Reproduce word for word the stretch of the low-carb mochi ice cream recipe from "Here’s everything you’ll" through "Fractionated Coconut Oil).".

##### EXTRACT PROVIDED #####

I searched high and low, but nothing came close. That’s when I decided to go into the kitchen. After countless trials, I finally recreated the mochi sensation I missed so dearly: soft, stretchy, and a satisfying chew—with none of the sugar or carbs.
This Daifuku Mochi Baking Mix is the first product I ever created—and the one still closest to my heart. It delivers a soft, elastic mochi skin that wraps your favorite filling, all while being low-carb, gluten-free, vegan, fiber-rich, and made with clean ingredients, at just 1g net carb per mochi piece.
Finally, a feel-good indulgence that tastes like the real deal.
What You Need to Make Low Carb Mochi Ice Cream
Our Daifuku Mochi Baking Mix is versatile for all types of fillings, not just ice cream! It also works beautifully for classic daifuku with red bean paste (check out our Daifuku Mochi recipe blog for the full recipe), custard cream, Ichigo Daifuku (strawberry mochi), or enjoy it plain as dango—offering endless possibilities.
Here’s everything you’ll need to recreate this beloved Japanese treat!

- Ingredients (makes 6 mochi rounds)
- 135g of our Daifuku Mochi Baking Mix
- 90g room temperature water (use filtered or purified water for best result)
- 9g (about 2 tsp) clear-colored, neutral-flavored oil (e.g. MCT oil or liquid coconut oil such as Nutiva Organic Liquid Fractionated Coconut Oil).
👉🏻 Use only oils that stay liquid at room temperature so the mochi stays soft. - 1 tablespoon Glutinous Rice Flour for dusting. You may also substitute with cornstarch or potato starch.
👉🏻 Worried about carbs? One tablespoon contains about 8g of carbs, and you’ll be using less than that in this recipe. (If you prefer a zero-carb option, use bamboo flour instead.) - Your favorite ice cream (we recommend Nick’s Strawberry Swirl—keto friendly with real strawberry bits!)
💡 Tip: Prepare your ice cream filling ahead of time:- Line a muffin pan with 6 liners.
- Using a small cookie scoop (4-teaspoons size), scoop the ice cream into 6 round balls and place them in the freezer to firm up for at least 1 hour.
- Tools
- 1.5-quart microwave-safe bowl
- Spatula
- Small whisk (or fork)
- Kitchen scale (essential for true mochi texture!)
- Food-safe gloves
- Silicone mat
- Plastic wrap
How to Make Low Carb Mochi Ice Cream
1. Prepare the dough
- In a microwave-safe bowl, combine 135g of our Daifuku Mochi Baking Mix with 90g room-temperature, filtered water. Mix with a whisk (or fork) until the batter is smooth and no dry lumps remain.

##### DATASET SECTION #####

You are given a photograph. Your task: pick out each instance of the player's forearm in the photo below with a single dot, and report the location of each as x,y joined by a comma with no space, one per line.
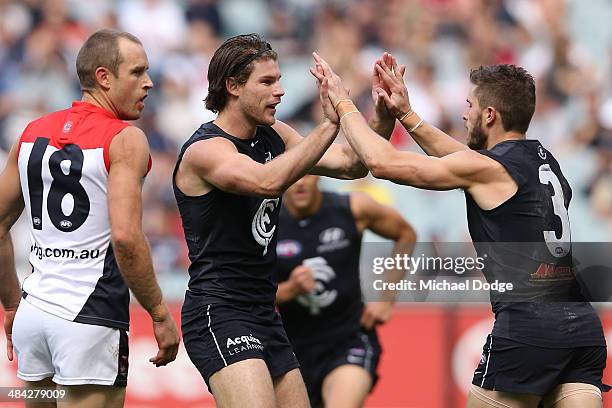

#####

- OUTPUT FOR THIS TASK:
Here’s everything you’ll need to recreate this beloved Japanese treat!

- Ingredients (makes 6 mochi rounds)
- 135g of our Daifuku Mochi Baking Mix
- 90g room temperature water (use filtered or purified water for best result)
- 9g (about 2 tsp) clear-colored, neutral-flavored oil (e.g. MCT oil or liquid coconut oil such as Nutiva Organic Liquid Fractionated Coconut Oil).